» Task to carry out: Copy out each line of the rows below that contains the word "rocky". Case counts.

» Source material:

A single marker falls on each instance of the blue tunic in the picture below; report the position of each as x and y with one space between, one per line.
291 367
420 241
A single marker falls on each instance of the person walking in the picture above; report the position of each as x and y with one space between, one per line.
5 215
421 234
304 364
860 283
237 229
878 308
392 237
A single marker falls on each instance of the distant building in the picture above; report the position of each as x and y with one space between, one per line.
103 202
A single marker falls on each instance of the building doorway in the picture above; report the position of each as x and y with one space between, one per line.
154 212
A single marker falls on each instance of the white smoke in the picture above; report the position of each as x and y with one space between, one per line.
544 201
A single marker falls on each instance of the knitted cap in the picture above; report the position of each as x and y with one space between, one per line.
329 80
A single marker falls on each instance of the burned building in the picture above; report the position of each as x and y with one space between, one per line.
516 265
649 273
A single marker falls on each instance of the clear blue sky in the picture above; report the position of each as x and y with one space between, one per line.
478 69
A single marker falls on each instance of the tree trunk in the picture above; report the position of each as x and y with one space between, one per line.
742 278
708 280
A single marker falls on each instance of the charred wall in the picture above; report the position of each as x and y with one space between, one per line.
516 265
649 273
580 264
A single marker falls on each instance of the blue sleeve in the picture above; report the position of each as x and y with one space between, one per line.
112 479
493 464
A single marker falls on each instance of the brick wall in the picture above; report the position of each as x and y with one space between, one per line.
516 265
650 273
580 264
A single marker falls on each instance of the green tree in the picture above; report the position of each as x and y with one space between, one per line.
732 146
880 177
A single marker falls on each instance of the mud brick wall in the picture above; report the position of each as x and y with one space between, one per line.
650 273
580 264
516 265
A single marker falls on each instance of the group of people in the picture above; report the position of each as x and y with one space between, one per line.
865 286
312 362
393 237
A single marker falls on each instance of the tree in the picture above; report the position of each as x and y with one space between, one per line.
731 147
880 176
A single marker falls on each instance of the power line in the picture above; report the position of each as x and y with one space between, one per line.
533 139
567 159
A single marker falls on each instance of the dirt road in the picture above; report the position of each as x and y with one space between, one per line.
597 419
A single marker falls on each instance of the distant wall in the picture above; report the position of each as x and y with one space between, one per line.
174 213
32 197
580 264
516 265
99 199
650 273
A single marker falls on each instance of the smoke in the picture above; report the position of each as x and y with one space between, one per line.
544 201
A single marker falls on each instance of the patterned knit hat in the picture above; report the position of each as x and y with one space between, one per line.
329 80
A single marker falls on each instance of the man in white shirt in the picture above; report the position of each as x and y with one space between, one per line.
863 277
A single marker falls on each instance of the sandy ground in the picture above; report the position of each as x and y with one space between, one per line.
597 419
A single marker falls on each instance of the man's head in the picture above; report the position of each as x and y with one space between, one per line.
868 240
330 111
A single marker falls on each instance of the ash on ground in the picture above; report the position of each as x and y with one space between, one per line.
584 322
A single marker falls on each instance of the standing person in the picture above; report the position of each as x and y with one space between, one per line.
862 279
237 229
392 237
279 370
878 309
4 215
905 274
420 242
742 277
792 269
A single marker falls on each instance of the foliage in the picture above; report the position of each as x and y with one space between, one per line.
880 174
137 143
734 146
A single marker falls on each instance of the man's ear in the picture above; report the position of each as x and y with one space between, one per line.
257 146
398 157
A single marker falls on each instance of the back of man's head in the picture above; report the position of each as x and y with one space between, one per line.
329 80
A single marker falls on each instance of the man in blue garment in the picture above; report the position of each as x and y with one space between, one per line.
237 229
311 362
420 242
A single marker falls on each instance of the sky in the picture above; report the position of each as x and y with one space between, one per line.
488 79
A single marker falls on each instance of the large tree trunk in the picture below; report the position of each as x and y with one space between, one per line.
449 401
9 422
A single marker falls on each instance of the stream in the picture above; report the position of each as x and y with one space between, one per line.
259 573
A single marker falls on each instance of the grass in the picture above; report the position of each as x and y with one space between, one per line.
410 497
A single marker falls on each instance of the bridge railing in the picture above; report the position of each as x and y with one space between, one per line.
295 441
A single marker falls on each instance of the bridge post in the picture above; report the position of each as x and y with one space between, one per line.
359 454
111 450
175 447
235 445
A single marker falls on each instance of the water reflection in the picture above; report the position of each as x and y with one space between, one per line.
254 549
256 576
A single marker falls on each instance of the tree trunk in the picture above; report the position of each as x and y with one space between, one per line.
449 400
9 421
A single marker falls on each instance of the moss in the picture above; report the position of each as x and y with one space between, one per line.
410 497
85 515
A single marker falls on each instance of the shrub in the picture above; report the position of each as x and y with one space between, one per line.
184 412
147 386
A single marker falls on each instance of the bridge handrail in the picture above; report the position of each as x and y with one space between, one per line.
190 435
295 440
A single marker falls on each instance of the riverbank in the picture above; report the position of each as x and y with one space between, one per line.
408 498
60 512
==
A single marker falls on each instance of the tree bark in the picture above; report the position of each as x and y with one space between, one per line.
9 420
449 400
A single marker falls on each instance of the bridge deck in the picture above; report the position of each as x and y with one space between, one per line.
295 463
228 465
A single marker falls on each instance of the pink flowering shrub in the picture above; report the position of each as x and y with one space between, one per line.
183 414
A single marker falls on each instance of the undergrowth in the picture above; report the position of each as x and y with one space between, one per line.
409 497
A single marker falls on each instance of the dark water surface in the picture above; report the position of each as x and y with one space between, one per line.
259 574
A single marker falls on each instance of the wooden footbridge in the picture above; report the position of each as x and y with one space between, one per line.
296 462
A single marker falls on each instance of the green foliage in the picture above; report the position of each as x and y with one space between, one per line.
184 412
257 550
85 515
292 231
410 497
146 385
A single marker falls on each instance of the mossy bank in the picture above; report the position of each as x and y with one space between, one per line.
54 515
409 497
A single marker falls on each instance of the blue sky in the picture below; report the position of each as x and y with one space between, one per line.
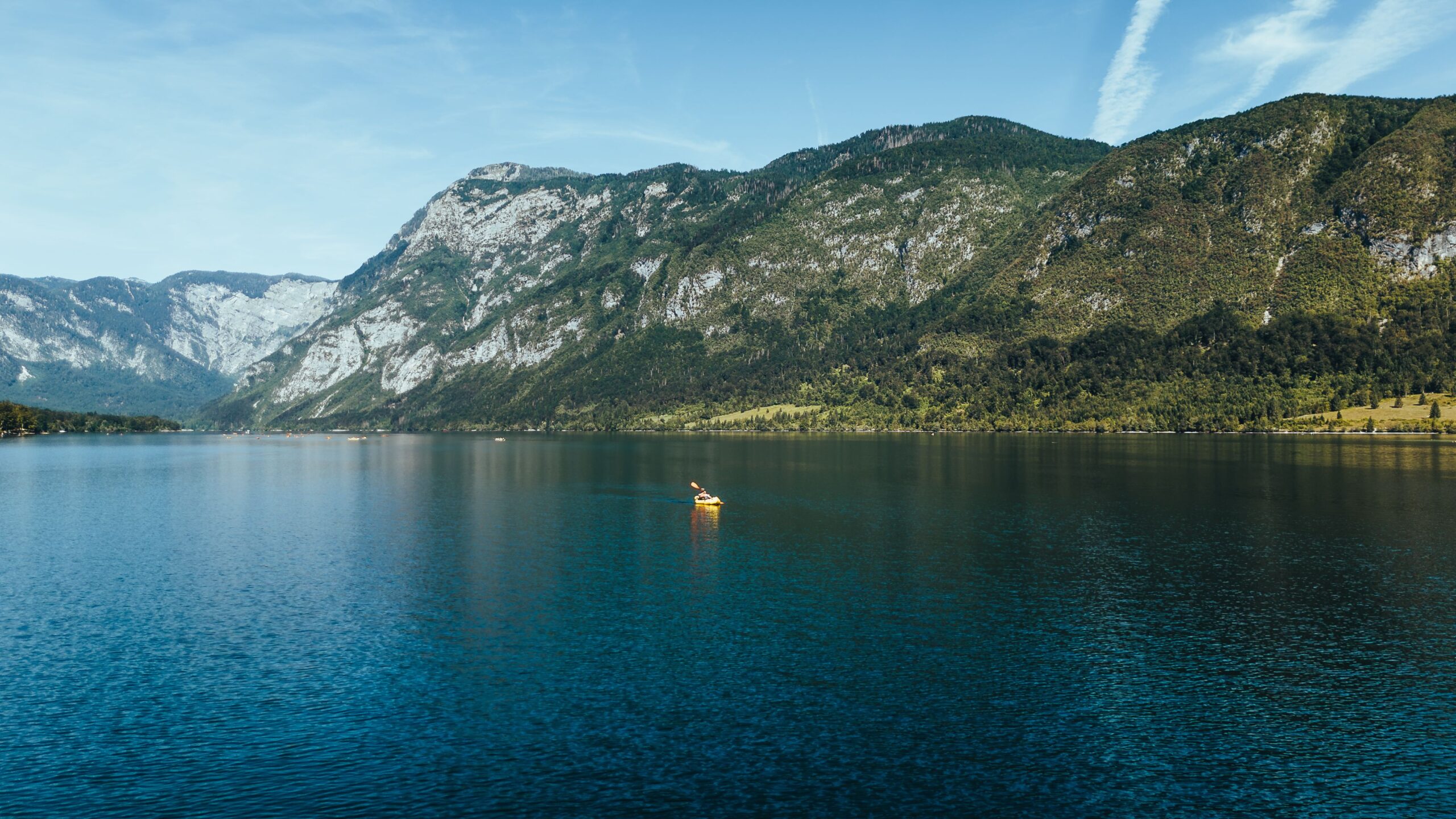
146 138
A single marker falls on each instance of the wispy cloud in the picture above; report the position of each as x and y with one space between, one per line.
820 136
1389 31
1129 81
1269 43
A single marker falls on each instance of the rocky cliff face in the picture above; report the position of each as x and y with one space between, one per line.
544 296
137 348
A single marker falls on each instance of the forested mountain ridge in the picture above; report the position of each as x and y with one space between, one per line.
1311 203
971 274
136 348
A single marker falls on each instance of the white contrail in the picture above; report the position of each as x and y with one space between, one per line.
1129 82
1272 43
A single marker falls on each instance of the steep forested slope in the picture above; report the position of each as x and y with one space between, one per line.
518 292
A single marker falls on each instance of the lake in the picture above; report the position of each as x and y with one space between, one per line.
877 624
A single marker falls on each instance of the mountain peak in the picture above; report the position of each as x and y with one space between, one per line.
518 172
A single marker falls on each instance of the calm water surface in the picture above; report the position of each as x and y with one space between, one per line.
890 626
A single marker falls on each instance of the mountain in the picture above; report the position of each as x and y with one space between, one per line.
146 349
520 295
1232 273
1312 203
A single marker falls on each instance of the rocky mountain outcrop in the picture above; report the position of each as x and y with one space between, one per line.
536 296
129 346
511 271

» Worked answer:
A single marker falls on each instance of the rocky cliff face in the picture above; report the position of each as x and y with one space between, one per line.
A single marker falls on each instance of the rocky mountain outcrop in the picture above; report the position of each as x and y with one space between, one per line.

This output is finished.